* MATERIAL FOR THE TASK:
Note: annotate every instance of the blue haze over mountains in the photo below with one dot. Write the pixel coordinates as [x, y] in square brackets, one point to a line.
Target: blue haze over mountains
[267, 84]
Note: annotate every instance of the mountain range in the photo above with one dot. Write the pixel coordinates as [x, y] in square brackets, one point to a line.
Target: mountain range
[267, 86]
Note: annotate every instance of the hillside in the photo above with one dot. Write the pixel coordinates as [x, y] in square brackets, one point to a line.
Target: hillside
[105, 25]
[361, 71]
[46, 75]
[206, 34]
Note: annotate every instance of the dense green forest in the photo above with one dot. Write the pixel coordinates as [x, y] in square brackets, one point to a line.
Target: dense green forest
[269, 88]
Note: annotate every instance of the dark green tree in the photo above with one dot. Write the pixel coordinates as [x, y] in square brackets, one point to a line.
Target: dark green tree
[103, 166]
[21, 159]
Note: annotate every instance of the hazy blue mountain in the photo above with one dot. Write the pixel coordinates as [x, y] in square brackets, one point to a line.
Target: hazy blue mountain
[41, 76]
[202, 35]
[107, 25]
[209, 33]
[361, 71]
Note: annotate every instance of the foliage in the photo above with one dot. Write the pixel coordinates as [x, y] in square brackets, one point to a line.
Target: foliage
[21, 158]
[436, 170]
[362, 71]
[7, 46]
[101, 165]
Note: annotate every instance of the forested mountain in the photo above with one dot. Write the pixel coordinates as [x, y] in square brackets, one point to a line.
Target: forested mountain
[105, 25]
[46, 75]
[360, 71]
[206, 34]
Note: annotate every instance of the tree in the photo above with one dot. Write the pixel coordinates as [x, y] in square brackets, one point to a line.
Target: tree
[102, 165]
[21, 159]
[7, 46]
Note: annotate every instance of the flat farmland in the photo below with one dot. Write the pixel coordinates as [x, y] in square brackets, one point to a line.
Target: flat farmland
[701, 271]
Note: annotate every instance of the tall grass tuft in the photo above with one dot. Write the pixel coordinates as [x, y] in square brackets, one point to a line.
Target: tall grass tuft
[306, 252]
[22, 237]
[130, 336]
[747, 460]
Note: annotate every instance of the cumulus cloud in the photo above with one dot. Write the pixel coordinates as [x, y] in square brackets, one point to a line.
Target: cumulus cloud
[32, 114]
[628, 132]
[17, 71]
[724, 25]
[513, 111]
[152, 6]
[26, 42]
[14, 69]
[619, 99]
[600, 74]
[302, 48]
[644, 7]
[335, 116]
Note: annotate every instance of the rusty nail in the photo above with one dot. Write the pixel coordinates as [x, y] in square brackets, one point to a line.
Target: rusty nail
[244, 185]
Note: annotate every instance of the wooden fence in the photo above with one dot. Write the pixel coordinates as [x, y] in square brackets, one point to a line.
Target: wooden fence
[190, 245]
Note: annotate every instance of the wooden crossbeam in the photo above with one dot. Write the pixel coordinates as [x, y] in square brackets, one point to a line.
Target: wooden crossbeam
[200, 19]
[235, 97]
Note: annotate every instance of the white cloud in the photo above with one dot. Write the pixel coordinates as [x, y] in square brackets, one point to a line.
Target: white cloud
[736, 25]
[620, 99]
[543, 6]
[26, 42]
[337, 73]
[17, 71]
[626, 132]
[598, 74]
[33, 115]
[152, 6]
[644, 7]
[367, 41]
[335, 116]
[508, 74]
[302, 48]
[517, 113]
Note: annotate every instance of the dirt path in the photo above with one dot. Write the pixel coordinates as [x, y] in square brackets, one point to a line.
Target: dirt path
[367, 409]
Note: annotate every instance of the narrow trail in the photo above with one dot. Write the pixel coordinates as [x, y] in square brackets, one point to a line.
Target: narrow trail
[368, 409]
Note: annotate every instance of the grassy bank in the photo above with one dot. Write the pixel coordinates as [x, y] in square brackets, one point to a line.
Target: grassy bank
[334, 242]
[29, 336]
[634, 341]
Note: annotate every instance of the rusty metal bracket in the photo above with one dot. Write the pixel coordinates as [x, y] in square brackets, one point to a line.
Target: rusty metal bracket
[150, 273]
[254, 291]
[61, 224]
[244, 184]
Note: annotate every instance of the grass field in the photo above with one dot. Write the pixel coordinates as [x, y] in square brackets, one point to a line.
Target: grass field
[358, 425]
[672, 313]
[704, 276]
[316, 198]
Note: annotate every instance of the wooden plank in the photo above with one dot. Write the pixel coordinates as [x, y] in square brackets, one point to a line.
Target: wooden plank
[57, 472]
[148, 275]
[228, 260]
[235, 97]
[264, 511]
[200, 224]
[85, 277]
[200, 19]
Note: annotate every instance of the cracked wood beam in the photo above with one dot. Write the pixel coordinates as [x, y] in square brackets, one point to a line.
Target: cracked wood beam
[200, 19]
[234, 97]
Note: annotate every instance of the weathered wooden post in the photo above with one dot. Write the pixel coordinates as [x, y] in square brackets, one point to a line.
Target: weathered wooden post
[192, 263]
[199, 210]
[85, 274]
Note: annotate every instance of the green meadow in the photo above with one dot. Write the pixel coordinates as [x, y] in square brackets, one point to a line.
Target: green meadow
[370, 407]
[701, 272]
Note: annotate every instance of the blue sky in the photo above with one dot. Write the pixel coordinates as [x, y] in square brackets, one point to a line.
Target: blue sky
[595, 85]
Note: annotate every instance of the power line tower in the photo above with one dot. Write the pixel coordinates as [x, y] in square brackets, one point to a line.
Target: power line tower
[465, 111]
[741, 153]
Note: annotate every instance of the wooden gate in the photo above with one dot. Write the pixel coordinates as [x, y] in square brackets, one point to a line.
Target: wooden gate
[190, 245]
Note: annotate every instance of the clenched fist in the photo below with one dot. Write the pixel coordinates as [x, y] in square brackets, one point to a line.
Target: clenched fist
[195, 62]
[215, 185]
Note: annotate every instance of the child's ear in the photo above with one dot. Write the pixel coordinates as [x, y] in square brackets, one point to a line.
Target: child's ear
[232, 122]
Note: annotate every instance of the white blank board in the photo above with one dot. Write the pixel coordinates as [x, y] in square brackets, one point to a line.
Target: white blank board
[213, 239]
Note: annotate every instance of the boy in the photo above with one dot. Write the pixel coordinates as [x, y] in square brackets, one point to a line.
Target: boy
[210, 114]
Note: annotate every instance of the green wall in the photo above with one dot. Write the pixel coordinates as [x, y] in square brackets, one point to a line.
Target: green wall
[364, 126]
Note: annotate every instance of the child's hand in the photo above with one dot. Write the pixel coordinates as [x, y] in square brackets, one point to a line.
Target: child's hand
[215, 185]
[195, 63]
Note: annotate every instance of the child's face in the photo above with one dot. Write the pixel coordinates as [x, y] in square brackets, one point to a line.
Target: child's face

* WORK REQUIRED:
Copy out the lines word for word, starting with the line that contains "Note: annotate every instance of the boy" and continuing through the last line of the items, both included.

* PROBLEM SOLUTION:
Note: annotate every instance of the boy in the photo above with one dot. Write the pixel coordinates as [x, y] in square brackets, one point to a line.
Target: boy
[210, 114]
Note: annotate every instance of the green wall in the photo above with one dot. Write the pixel coordinates as [x, y] in square brackets, one point to a line.
Target: green wall
[364, 126]
Note: annotate every instance of the child's hand in the photo above with one dot. Write the pixel coordinates as [x, y] in square brackets, one point to a line.
Target: child's hand
[215, 185]
[195, 63]
Note: annotate every instance of the child's face in the photo above with one dot. Write the pixel coordinates as [x, y] in square brackets, one point to a line.
Target: child's face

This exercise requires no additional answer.